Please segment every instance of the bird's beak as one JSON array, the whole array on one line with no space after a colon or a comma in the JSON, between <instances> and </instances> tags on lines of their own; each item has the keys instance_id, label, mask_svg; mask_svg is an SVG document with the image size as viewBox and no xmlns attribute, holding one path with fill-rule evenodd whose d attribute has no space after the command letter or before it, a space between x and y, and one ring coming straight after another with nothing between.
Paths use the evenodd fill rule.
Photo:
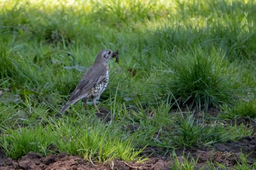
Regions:
<instances>
[{"instance_id":1,"label":"bird's beak","mask_svg":"<svg viewBox=\"0 0 256 170\"><path fill-rule=\"evenodd\" d=\"M116 63L118 63L119 58L118 58L118 54L119 54L119 52L118 50L117 50L116 52L112 53L112 58L116 58Z\"/></svg>"}]
</instances>

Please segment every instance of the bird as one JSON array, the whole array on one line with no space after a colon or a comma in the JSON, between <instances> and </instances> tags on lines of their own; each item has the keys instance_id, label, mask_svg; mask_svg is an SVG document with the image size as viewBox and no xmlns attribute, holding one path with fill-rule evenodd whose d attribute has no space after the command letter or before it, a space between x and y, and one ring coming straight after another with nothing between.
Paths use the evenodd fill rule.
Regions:
<instances>
[{"instance_id":1,"label":"bird","mask_svg":"<svg viewBox=\"0 0 256 170\"><path fill-rule=\"evenodd\" d=\"M116 58L116 62L118 62L118 50L116 52L113 52L110 49L104 49L100 51L96 58L94 64L84 74L71 93L69 101L62 108L60 113L65 113L71 106L81 99L83 100L87 108L87 103L89 99L91 99L96 111L100 113L96 105L96 102L106 89L109 83L109 61L111 58Z\"/></svg>"}]
</instances>

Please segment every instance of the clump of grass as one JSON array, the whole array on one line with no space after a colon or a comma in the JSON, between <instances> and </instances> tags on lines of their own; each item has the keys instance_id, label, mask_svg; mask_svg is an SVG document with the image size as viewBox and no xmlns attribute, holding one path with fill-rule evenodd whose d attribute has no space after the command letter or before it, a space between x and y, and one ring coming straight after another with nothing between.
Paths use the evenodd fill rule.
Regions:
<instances>
[{"instance_id":1,"label":"clump of grass","mask_svg":"<svg viewBox=\"0 0 256 170\"><path fill-rule=\"evenodd\" d=\"M59 122L55 129L54 143L60 152L79 155L91 161L104 163L115 158L125 161L138 159L142 151L135 150L131 139L122 137L121 132L117 130L120 128L106 128L100 124L88 127Z\"/></svg>"},{"instance_id":2,"label":"clump of grass","mask_svg":"<svg viewBox=\"0 0 256 170\"><path fill-rule=\"evenodd\" d=\"M256 100L248 102L240 101L230 108L229 105L223 107L224 112L220 116L224 118L233 119L237 117L256 117Z\"/></svg>"},{"instance_id":3,"label":"clump of grass","mask_svg":"<svg viewBox=\"0 0 256 170\"><path fill-rule=\"evenodd\" d=\"M163 132L156 144L172 149L209 147L228 139L238 140L252 134L251 128L245 128L243 124L224 126L211 123L205 125L200 120L196 121L193 114L186 116L180 116L173 127Z\"/></svg>"},{"instance_id":4,"label":"clump of grass","mask_svg":"<svg viewBox=\"0 0 256 170\"><path fill-rule=\"evenodd\" d=\"M127 139L117 125L106 128L95 122L94 125L89 126L75 117L45 120L49 124L45 127L4 130L0 147L14 159L30 151L47 155L56 150L100 163L114 159L127 161L139 159L142 150L135 149L132 139Z\"/></svg>"},{"instance_id":5,"label":"clump of grass","mask_svg":"<svg viewBox=\"0 0 256 170\"><path fill-rule=\"evenodd\" d=\"M194 53L170 61L174 73L166 78L168 90L182 104L199 110L228 103L233 96L232 74L225 74L221 57L215 50L210 57L201 50Z\"/></svg>"},{"instance_id":6,"label":"clump of grass","mask_svg":"<svg viewBox=\"0 0 256 170\"><path fill-rule=\"evenodd\" d=\"M43 155L49 153L47 147L54 138L54 134L48 127L22 128L4 131L0 137L0 146L8 157L17 159L33 151Z\"/></svg>"},{"instance_id":7,"label":"clump of grass","mask_svg":"<svg viewBox=\"0 0 256 170\"><path fill-rule=\"evenodd\" d=\"M218 125L205 126L195 121L193 115L181 116L169 134L169 145L177 148L209 145L225 141L228 138L226 131Z\"/></svg>"}]
</instances>

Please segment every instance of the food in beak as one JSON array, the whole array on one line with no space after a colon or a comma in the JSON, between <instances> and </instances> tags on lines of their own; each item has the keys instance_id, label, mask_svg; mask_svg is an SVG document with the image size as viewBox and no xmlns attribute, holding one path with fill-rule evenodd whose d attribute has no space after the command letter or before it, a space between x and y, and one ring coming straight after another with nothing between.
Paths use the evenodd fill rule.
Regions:
<instances>
[{"instance_id":1,"label":"food in beak","mask_svg":"<svg viewBox=\"0 0 256 170\"><path fill-rule=\"evenodd\" d=\"M119 61L119 58L118 58L118 54L119 54L119 52L118 51L118 50L117 50L116 52L112 53L112 57L116 58L115 62L118 63L118 61Z\"/></svg>"}]
</instances>

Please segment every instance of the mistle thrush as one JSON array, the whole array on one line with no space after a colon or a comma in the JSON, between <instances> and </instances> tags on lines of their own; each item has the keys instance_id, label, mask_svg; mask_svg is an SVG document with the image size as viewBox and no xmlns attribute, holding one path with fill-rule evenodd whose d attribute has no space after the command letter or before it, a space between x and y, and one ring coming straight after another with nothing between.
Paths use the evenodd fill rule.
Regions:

◆ ◆ ◆ ◆ ◆

| DIRECTIONS |
Please reproduce every row above character for character, omitting any picture.

| COMPLETE RESPONSE |
Please segment every instance of the bird's beak as one JSON array, the whole array on one line with no space after a colon or a comma in the JSON, between <instances> and </instances> tags on lines of their own; each item has the keys instance_id, label, mask_svg; mask_svg is an SVG document with the image size as viewBox and no xmlns attribute, holding one path with fill-rule evenodd whose d attribute has no space after the command letter or before it, a space between x and y, and one ring coming straight after another with nothing between.
Paths use the evenodd fill rule.
Photo:
Regions:
<instances>
[{"instance_id":1,"label":"bird's beak","mask_svg":"<svg viewBox=\"0 0 256 170\"><path fill-rule=\"evenodd\" d=\"M116 63L118 63L119 58L118 58L118 54L119 54L119 52L118 50L117 50L116 52L112 53L112 58L116 58Z\"/></svg>"}]
</instances>

Please segment every instance of the bird as one JSON array, the whole array on one line with no space after a colon or a comma in the JSON, between <instances> and </instances> tags on lines of their own; each item has the keys instance_id, label, mask_svg; mask_svg is an SVG document with the image size as viewBox and no xmlns attribute, holding one path with fill-rule evenodd whose d attribute has no space after the command letter or before it, a space between x and y, and one ring coming straight after another with nothing between.
Paths use the evenodd fill rule.
Regions:
<instances>
[{"instance_id":1,"label":"bird","mask_svg":"<svg viewBox=\"0 0 256 170\"><path fill-rule=\"evenodd\" d=\"M116 58L116 62L118 62L118 50L116 52L113 52L110 49L104 49L100 51L96 58L94 64L84 74L71 93L69 101L62 108L60 113L65 113L71 106L81 99L83 100L87 108L87 103L89 99L91 99L96 111L100 113L96 105L96 102L106 89L109 83L109 61L111 58Z\"/></svg>"}]
</instances>

Please segment every instance of the clump of grass as one JSON array, the whole array on one line with no space after a colon or a comma in the JSON, between <instances> and </instances> tags on lines of their own; each item has the keys instance_id, label, mask_svg; mask_svg is an SVG document with the image size as viewBox and no xmlns attribute, holding one path with fill-rule evenodd whose d attribute has no space after the command letter or before it, a space between x and y, and one ring coming straight after another with nothing between.
Paths use the evenodd fill rule.
Regions:
<instances>
[{"instance_id":1,"label":"clump of grass","mask_svg":"<svg viewBox=\"0 0 256 170\"><path fill-rule=\"evenodd\" d=\"M59 122L55 129L54 143L60 152L79 155L91 161L104 163L115 158L125 161L138 159L142 151L135 150L131 139L122 137L121 132L117 130L120 128L106 128L100 124L88 127Z\"/></svg>"},{"instance_id":2,"label":"clump of grass","mask_svg":"<svg viewBox=\"0 0 256 170\"><path fill-rule=\"evenodd\" d=\"M256 100L248 102L240 101L230 108L229 105L223 107L224 112L220 116L224 118L233 119L237 117L256 117Z\"/></svg>"},{"instance_id":3,"label":"clump of grass","mask_svg":"<svg viewBox=\"0 0 256 170\"><path fill-rule=\"evenodd\" d=\"M163 132L156 144L172 149L209 147L228 139L238 140L252 134L251 128L245 128L243 124L224 126L211 123L205 125L200 120L196 121L193 114L186 116L180 116L173 127Z\"/></svg>"},{"instance_id":4,"label":"clump of grass","mask_svg":"<svg viewBox=\"0 0 256 170\"><path fill-rule=\"evenodd\" d=\"M127 139L117 125L106 128L95 122L94 125L89 126L75 117L45 120L49 124L45 127L4 130L0 147L14 159L30 151L47 155L56 150L100 163L114 159L127 161L139 159L142 150L135 149L132 139Z\"/></svg>"},{"instance_id":5,"label":"clump of grass","mask_svg":"<svg viewBox=\"0 0 256 170\"><path fill-rule=\"evenodd\" d=\"M194 53L170 61L174 73L166 78L168 90L182 104L199 110L228 103L233 96L232 74L225 74L221 57L215 50L210 57L201 50Z\"/></svg>"},{"instance_id":6,"label":"clump of grass","mask_svg":"<svg viewBox=\"0 0 256 170\"><path fill-rule=\"evenodd\" d=\"M43 155L49 153L47 147L54 138L54 134L48 127L22 128L4 131L0 137L0 146L8 157L17 159L33 151Z\"/></svg>"},{"instance_id":7,"label":"clump of grass","mask_svg":"<svg viewBox=\"0 0 256 170\"><path fill-rule=\"evenodd\" d=\"M218 125L205 126L195 121L193 115L181 116L169 134L169 145L177 148L209 145L225 141L228 138L226 131Z\"/></svg>"}]
</instances>

Please segment every instance of the food in beak as one JSON array, the whole array on one line with no space after a colon or a comma in the JSON, between <instances> and </instances> tags on lines of their own; each item has the keys instance_id, label, mask_svg; mask_svg is an SVG document with the image size as viewBox and no xmlns attribute, holding one path with fill-rule evenodd whose d attribute has no space after the command letter or before it, a space between x and y, and one ring coming straight after another with nothing between.
Paths use the evenodd fill rule.
Regions:
<instances>
[{"instance_id":1,"label":"food in beak","mask_svg":"<svg viewBox=\"0 0 256 170\"><path fill-rule=\"evenodd\" d=\"M119 61L119 58L118 58L118 54L119 54L119 52L118 51L118 50L117 50L116 52L112 53L112 57L116 58L115 62L118 63L118 61Z\"/></svg>"}]
</instances>

Please segment every instance of the mistle thrush as one JSON array, the whole array on one line with no space after a colon or a comma in the JSON, between <instances> and </instances> tags on lines of their own; each item has the keys instance_id, label, mask_svg; mask_svg is an SVG document with the image size as viewBox and no xmlns attribute, holding one path with fill-rule evenodd whose d attribute has no space after the command letter or before it, a space between x and y, and one ring coming straight after another with nothing between.
Paths use the evenodd fill rule.
Regions:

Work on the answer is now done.